# Qué se pide:
Devuelve literalmente el fragmento del texto sobre Sebald que va desde "El protagonista de Austerlitz busca" hasta "es un niño.".

# Bloque de texto:
· · · · · · ·
Sebald, el nebuloso
ALLÍ HABLABA tanto rato ese personaje que tiene nombre de estación de tren, o de batalla confusa, ese hombre que no sabía de donde era, que siempre estaba de paso, que vivía como una niebla en todas partes. Y el autor era una niebla, tampoco sabía quien era, y escribía novelas nebulosas, sobre la búsqueda de su identidad impalpable, sobre lugares sencillos que parecían los anillos de Saturno, sobre pasajes en la memoria que siempre serán nebulosos.
El protagonista de Austerlitz busca saber quién es, indaga en bibliotecas y en archivos , pregunta a personas ofuscadas o perdidas, obtiene datos frágiles sobre azares increíbles, descubre que fue alguien en Praga a quien alguien protegió de los nazis, que cambió de nombre, que se fue a otra parte, qué sé yo. Toda la vida es una niebla y los libros de Sebald son más que nada una niebla. El protagonista de Austerlitz se cría en un pueblo perdido de Gales junto al mar, por pura casualidad, en la casa de un pastor protestante puritano y rígido, pero que intenta al menos ser humano y sabe lo que es un niño.
· · · · · · ·
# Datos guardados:
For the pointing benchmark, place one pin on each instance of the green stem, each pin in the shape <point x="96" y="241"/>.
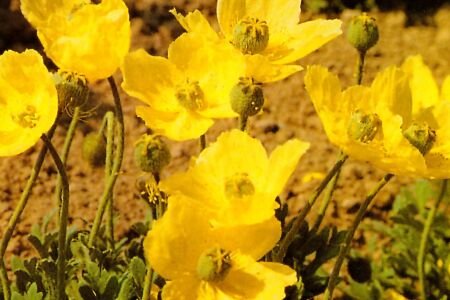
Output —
<point x="109" y="116"/>
<point x="326" y="201"/>
<point x="202" y="142"/>
<point x="63" y="219"/>
<point x="243" y="122"/>
<point x="65" y="151"/>
<point x="360" y="67"/>
<point x="349" y="237"/>
<point x="18" y="212"/>
<point x="118" y="157"/>
<point x="424" y="241"/>
<point x="148" y="283"/>
<point x="290" y="235"/>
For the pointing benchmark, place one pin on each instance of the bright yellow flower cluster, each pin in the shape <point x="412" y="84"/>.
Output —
<point x="28" y="101"/>
<point x="400" y="123"/>
<point x="80" y="36"/>
<point x="192" y="87"/>
<point x="220" y="221"/>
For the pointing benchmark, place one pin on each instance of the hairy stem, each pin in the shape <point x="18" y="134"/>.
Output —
<point x="63" y="219"/>
<point x="15" y="217"/>
<point x="290" y="235"/>
<point x="351" y="232"/>
<point x="118" y="157"/>
<point x="424" y="241"/>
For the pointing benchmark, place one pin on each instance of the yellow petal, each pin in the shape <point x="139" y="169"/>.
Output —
<point x="254" y="240"/>
<point x="262" y="70"/>
<point x="151" y="79"/>
<point x="249" y="279"/>
<point x="195" y="22"/>
<point x="28" y="101"/>
<point x="92" y="40"/>
<point x="229" y="12"/>
<point x="303" y="39"/>
<point x="178" y="126"/>
<point x="424" y="89"/>
<point x="445" y="90"/>
<point x="176" y="241"/>
<point x="280" y="15"/>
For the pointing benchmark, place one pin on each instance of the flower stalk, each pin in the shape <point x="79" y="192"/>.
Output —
<point x="351" y="232"/>
<point x="63" y="219"/>
<point x="118" y="157"/>
<point x="18" y="212"/>
<point x="290" y="235"/>
<point x="424" y="240"/>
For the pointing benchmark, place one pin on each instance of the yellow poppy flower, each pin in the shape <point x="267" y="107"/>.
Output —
<point x="188" y="90"/>
<point x="233" y="175"/>
<point x="268" y="29"/>
<point x="200" y="264"/>
<point x="393" y="124"/>
<point x="80" y="36"/>
<point x="28" y="101"/>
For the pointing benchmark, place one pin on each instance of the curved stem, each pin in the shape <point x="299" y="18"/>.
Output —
<point x="18" y="212"/>
<point x="424" y="241"/>
<point x="118" y="157"/>
<point x="351" y="232"/>
<point x="290" y="235"/>
<point x="109" y="116"/>
<point x="63" y="219"/>
<point x="65" y="151"/>
<point x="148" y="283"/>
<point x="326" y="200"/>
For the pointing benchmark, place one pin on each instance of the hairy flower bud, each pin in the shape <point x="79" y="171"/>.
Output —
<point x="251" y="35"/>
<point x="213" y="264"/>
<point x="151" y="154"/>
<point x="73" y="90"/>
<point x="363" y="127"/>
<point x="247" y="97"/>
<point x="420" y="136"/>
<point x="362" y="32"/>
<point x="94" y="149"/>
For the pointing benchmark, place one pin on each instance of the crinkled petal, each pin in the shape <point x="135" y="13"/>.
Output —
<point x="282" y="163"/>
<point x="303" y="39"/>
<point x="262" y="70"/>
<point x="151" y="79"/>
<point x="424" y="89"/>
<point x="178" y="126"/>
<point x="196" y="22"/>
<point x="249" y="279"/>
<point x="18" y="97"/>
<point x="92" y="40"/>
<point x="176" y="241"/>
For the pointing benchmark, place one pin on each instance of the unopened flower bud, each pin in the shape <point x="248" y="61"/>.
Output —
<point x="362" y="32"/>
<point x="247" y="97"/>
<point x="151" y="154"/>
<point x="73" y="90"/>
<point x="363" y="127"/>
<point x="420" y="136"/>
<point x="251" y="35"/>
<point x="213" y="264"/>
<point x="94" y="149"/>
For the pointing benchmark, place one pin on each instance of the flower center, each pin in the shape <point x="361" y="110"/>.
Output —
<point x="27" y="118"/>
<point x="363" y="127"/>
<point x="239" y="186"/>
<point x="251" y="35"/>
<point x="421" y="136"/>
<point x="213" y="264"/>
<point x="190" y="95"/>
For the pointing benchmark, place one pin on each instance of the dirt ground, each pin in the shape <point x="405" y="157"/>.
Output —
<point x="288" y="113"/>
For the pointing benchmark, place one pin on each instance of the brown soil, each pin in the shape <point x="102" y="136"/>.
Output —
<point x="288" y="113"/>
· · · · · · ·
# Respuesta escrita:
El protagonista de Austerlitz busca saber quién es, indaga en bibliotecas y en archivos , pregunta a personas ofuscadas o perdidas, obtiene datos frágiles sobre azares increíbles, descubre que fue alguien en Praga a quien alguien protegió de los nazis, que cambió de nombre, que se fue a otra parte, qué sé yo. Toda la vida es una niebla y los libros de Sebald son más que nada una niebla. El protagonista de Austerlitz se cría en un pueblo perdido de Gales junto al mar, por pura casualidad, en la casa de un pastor protestante puritano y rígido, pero que intenta al menos ser humano y sabe lo que es un niño.